Data to use start

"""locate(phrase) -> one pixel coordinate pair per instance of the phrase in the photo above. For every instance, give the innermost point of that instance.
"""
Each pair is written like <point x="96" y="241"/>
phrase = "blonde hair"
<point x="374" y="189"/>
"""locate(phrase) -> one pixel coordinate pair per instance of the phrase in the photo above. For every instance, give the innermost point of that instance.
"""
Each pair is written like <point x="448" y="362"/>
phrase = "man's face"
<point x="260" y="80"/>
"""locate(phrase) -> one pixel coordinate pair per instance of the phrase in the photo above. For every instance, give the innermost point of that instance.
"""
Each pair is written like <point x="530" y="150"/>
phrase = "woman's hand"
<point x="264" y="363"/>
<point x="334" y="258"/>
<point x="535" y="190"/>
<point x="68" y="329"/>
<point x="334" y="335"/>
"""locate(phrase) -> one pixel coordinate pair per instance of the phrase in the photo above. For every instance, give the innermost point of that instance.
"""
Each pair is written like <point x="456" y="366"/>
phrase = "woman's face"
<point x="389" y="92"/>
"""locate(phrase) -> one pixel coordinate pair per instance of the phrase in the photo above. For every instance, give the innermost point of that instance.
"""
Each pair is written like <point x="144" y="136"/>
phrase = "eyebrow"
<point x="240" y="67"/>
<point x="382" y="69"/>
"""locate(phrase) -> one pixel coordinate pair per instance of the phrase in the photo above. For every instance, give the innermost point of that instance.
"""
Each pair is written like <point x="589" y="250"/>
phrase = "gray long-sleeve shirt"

Data to use end

Exercise description: Render every one of the lines above as a numbered list, leaving out any blank lines.

Exercise solution:
1. """locate(phrase) -> one pixel coordinate pair per instance of the phrase in the photo above. For every instance, give the innermost point of that instance.
2. """
3. Each pair is written like <point x="96" y="241"/>
4. phrase = "blonde hair"
5. <point x="374" y="189"/>
6. """locate(phrase) -> one pixel coordinate pair per instance of the phrase in the photo above. For every instance, give the innermost point of that instance.
7. """
8. Each pair is written like <point x="448" y="362"/>
9. phrase = "man's face"
10. <point x="260" y="80"/>
11. """locate(phrase) -> one pixel coordinate pair per instance of the phrase in the photo above. For every instance, give the innermost point of that instance.
12. """
13. Each pair is written like <point x="530" y="150"/>
14. phrase = "woman's hand"
15. <point x="264" y="363"/>
16. <point x="334" y="258"/>
17. <point x="535" y="190"/>
18. <point x="68" y="329"/>
19. <point x="334" y="335"/>
20. """locate(phrase) -> one pixel coordinate pair per instance of the phrase in the photo above. For every instance, give the innermost point of that instance.
21. """
22. Each pair is written like <point x="456" y="366"/>
23. phrase = "woman's face"
24. <point x="389" y="92"/>
25. """locate(phrase) -> one pixel coordinate pair per instance of the phrase in the photo above. For every instance, give the innermost point of that instance.
26. """
27. Each pair is written like <point x="144" y="136"/>
28. phrase = "eyebrow"
29. <point x="240" y="67"/>
30. <point x="382" y="69"/>
31. """locate(phrase) -> one pixel coordinate pair per instance of the phrase in the photo above. For every instance, give the innermost point of that instance.
32. """
33. Each pair is written like <point x="589" y="250"/>
34. phrase = "gray long-sleeve shirt"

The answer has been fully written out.